WHAT IS EXPECTED:
Return each line of the data below that contains the string "overhang".

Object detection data
::::::::::

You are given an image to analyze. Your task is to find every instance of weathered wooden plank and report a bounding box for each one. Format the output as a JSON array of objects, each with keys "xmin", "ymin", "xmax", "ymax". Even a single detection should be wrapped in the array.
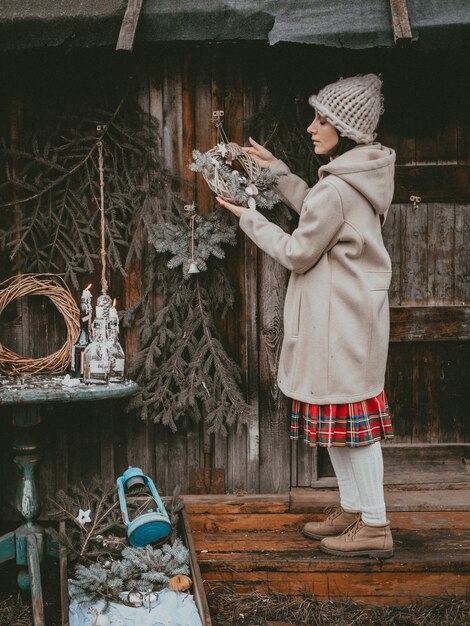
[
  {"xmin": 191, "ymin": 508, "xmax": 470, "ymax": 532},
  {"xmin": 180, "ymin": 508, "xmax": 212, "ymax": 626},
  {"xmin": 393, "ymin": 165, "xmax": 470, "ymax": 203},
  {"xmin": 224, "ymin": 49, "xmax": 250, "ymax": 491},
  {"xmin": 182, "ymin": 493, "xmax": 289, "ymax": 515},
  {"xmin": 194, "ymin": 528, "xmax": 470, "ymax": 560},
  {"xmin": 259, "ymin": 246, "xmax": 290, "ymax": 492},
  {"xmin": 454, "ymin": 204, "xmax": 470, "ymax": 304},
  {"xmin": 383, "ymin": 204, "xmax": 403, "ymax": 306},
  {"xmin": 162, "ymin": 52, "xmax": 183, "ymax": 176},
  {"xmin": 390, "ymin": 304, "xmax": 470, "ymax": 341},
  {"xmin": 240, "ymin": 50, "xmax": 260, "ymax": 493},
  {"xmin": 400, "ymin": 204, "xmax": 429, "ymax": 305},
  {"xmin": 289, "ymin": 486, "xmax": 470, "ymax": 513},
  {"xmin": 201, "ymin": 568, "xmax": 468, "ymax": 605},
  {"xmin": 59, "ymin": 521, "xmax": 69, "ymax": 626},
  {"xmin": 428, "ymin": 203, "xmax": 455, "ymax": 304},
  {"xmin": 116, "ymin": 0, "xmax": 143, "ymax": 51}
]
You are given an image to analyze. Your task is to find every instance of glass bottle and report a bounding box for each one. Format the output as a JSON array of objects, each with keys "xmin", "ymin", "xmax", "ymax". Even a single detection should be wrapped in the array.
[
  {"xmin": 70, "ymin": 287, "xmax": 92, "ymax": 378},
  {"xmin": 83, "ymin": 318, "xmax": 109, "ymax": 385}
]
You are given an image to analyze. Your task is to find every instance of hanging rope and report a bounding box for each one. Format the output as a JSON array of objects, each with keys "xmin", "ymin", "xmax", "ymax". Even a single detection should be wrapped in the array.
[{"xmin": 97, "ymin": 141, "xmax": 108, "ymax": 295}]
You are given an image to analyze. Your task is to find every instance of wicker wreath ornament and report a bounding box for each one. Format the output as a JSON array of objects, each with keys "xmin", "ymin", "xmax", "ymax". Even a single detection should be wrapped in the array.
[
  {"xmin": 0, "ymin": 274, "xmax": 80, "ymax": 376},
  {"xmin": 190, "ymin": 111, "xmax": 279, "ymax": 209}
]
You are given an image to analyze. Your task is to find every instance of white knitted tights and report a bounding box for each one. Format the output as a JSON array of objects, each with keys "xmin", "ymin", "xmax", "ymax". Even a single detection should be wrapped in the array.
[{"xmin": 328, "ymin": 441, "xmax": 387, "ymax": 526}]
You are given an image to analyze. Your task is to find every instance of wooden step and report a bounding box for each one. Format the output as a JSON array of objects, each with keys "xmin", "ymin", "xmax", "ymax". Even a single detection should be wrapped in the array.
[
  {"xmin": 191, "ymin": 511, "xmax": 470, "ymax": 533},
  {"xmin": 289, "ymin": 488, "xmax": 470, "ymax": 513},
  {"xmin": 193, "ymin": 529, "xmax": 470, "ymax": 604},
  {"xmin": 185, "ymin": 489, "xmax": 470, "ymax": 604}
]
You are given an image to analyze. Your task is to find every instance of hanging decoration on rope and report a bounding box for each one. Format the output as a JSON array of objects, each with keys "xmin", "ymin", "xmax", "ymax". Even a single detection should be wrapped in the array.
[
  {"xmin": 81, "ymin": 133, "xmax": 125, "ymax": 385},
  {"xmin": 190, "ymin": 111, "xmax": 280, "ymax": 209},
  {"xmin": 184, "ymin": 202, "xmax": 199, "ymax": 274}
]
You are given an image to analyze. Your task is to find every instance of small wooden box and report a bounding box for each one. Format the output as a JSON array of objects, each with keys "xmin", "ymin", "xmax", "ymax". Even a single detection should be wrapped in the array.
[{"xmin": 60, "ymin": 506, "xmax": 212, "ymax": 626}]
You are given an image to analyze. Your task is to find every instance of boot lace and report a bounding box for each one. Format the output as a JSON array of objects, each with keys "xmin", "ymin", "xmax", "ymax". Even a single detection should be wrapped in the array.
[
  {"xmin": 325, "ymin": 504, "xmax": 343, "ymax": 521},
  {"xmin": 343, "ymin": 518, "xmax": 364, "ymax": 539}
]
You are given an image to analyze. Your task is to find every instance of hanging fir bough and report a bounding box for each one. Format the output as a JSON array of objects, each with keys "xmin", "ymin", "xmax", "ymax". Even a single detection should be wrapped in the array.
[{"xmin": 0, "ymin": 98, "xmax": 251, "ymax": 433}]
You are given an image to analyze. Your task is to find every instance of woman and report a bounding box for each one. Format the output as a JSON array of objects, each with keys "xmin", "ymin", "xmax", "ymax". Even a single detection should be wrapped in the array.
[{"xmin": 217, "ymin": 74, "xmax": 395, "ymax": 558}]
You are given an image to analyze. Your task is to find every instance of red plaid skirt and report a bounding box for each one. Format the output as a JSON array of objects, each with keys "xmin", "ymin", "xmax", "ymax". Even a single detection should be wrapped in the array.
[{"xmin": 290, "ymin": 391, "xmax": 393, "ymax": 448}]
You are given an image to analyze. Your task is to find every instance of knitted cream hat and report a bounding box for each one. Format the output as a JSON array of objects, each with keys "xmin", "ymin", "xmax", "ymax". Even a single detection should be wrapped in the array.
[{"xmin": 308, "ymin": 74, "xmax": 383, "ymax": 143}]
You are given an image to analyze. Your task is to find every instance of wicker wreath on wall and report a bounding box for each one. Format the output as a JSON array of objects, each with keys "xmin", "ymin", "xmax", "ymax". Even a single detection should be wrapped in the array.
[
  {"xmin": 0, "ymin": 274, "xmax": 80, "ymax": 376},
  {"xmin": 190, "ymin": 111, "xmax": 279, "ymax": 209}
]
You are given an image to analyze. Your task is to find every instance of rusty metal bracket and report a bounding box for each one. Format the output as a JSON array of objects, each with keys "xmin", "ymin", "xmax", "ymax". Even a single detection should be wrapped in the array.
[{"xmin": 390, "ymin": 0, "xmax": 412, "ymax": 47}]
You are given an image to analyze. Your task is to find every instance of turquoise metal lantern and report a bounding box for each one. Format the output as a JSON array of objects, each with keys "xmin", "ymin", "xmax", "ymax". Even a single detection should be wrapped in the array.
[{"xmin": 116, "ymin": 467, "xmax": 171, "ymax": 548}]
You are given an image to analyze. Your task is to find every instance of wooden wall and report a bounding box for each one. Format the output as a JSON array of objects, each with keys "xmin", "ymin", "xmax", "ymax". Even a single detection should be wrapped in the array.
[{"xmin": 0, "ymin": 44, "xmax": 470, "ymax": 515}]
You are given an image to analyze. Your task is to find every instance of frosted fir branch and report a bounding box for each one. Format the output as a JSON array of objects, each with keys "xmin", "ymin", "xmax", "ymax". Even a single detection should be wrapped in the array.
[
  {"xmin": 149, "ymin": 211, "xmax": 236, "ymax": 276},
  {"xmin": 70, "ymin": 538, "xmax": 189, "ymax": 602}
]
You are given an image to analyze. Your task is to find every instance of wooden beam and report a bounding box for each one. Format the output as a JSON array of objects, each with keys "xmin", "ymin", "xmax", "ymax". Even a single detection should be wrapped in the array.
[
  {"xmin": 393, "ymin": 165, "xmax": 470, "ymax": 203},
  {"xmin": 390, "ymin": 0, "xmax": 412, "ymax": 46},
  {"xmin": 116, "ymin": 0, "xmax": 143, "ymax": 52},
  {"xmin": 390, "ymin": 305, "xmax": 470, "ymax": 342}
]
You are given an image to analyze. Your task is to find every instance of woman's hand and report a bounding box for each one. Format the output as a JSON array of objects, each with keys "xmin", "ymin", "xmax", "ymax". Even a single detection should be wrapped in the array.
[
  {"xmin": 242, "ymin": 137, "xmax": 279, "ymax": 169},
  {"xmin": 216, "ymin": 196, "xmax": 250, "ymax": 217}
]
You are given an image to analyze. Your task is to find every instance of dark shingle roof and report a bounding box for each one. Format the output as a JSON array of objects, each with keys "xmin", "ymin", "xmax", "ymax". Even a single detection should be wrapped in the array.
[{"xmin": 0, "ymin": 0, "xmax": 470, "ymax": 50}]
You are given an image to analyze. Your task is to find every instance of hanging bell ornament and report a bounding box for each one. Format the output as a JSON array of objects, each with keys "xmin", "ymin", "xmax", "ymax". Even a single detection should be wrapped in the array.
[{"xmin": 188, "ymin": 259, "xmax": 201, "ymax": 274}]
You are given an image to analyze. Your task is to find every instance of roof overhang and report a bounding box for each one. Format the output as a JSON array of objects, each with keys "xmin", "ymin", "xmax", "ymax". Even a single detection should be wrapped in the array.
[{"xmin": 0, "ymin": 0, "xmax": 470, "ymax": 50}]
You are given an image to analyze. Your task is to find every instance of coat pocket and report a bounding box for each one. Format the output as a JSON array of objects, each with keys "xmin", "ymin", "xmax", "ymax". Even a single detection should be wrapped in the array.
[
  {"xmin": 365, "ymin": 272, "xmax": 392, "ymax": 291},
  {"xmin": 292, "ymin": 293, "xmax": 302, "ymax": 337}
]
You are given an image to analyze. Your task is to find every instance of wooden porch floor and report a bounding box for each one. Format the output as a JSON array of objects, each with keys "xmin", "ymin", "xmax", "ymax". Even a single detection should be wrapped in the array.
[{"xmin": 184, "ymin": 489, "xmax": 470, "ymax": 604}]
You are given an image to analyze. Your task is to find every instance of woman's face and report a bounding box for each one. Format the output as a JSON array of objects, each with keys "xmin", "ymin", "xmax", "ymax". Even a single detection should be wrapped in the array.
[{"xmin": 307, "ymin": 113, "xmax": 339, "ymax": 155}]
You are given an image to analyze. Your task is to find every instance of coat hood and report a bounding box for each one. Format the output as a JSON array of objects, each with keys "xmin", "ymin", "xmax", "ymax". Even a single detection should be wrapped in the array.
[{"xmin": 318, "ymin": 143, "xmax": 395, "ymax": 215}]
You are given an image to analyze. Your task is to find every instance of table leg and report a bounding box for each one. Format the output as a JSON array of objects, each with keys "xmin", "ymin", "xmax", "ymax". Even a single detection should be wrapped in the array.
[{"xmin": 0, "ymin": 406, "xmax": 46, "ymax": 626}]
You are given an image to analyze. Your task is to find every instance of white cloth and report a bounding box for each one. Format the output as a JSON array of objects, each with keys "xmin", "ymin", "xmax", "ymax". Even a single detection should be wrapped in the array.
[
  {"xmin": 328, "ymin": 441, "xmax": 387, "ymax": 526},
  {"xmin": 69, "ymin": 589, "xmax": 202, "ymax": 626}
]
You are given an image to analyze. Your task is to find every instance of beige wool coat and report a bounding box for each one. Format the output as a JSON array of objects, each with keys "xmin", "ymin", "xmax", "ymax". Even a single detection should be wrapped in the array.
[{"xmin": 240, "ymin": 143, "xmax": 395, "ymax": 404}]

::::::::::

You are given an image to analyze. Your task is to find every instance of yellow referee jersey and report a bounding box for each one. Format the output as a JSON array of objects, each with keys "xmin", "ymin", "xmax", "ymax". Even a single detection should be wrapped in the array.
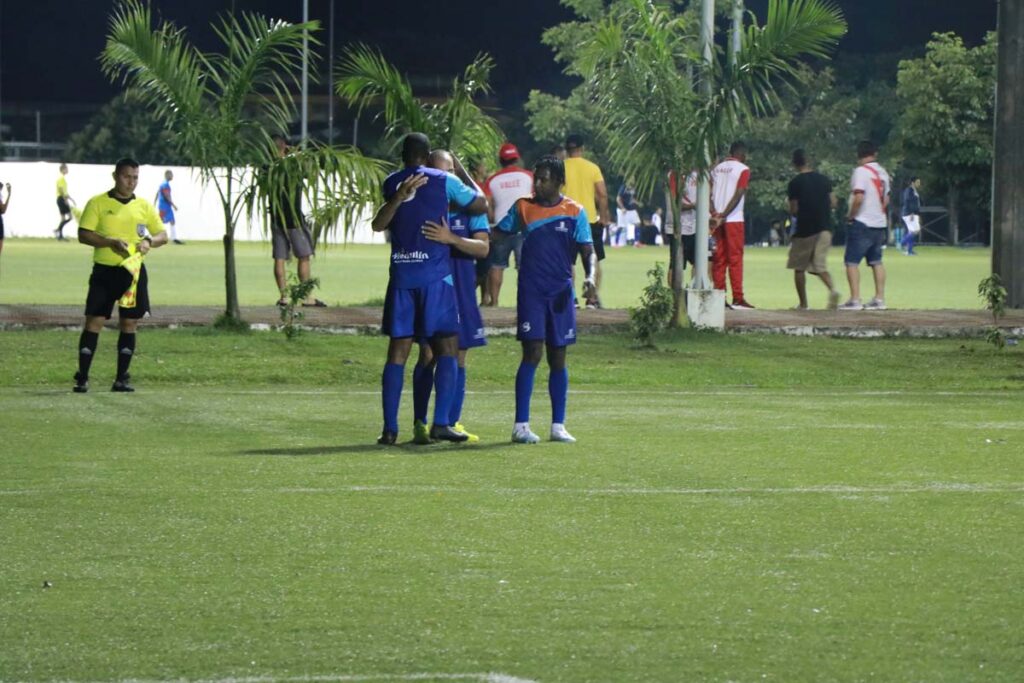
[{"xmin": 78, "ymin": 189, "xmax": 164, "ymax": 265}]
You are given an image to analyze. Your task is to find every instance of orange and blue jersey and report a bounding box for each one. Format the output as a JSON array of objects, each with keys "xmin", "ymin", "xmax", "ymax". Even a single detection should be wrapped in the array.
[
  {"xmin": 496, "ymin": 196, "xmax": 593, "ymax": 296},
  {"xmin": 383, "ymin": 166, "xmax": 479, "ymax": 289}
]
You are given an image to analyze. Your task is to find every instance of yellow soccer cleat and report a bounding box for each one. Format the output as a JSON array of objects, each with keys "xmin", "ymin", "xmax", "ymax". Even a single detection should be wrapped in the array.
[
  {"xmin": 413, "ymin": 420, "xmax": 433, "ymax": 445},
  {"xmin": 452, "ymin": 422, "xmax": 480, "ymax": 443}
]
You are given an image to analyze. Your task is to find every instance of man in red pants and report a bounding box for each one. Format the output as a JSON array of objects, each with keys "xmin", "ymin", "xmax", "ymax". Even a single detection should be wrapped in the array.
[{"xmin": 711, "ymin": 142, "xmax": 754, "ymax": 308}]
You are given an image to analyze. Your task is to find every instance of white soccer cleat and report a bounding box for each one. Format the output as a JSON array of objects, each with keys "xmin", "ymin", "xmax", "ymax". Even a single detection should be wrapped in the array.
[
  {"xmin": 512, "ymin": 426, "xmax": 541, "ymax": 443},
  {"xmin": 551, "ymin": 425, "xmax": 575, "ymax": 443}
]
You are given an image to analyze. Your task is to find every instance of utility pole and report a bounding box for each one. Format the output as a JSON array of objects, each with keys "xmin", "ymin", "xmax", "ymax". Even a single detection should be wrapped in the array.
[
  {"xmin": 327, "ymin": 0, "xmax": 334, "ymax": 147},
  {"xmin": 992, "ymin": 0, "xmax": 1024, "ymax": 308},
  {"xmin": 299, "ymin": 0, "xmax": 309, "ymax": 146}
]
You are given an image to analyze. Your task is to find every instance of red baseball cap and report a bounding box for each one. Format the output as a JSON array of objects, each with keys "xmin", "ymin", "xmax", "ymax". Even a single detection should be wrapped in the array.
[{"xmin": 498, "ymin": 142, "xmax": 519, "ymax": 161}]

::::::::::

REPLY:
You are given an image to analyze. Your task is to find every instance of roof overhang and report a bounding box for each one. Format the output as a JSON array of objects, each with keys "xmin", "ymin", "xmax", "ymax". Even a single detection should be wrapped in the array.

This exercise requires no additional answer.